::: Input material

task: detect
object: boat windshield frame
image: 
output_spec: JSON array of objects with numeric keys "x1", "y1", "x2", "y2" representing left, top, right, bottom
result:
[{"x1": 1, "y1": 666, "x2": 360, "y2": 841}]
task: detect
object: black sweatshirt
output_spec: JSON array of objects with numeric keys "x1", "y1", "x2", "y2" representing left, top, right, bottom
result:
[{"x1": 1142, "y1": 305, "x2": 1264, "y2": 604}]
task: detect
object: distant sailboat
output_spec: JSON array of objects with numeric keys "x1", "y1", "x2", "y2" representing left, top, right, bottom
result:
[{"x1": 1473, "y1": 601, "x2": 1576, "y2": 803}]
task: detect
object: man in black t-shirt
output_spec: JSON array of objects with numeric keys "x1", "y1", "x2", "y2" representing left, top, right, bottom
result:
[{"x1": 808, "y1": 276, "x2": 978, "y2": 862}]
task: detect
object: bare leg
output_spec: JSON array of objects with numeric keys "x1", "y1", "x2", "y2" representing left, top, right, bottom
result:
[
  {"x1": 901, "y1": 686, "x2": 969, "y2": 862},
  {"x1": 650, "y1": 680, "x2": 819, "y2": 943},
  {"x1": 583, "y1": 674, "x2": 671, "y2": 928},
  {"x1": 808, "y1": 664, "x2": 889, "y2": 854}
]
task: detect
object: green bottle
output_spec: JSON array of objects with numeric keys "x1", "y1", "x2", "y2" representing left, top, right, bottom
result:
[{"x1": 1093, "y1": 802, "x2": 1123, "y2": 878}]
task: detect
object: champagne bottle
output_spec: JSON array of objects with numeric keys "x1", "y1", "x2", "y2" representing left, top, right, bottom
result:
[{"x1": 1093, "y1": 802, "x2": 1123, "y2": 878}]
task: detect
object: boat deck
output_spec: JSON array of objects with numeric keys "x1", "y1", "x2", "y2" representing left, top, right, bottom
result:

::::::

* **Task statement**
Could you find every line in the records above that has the string "black" and copy it?

* **Answer to the problem**
object: black sweatshirt
object: man in black t-shirt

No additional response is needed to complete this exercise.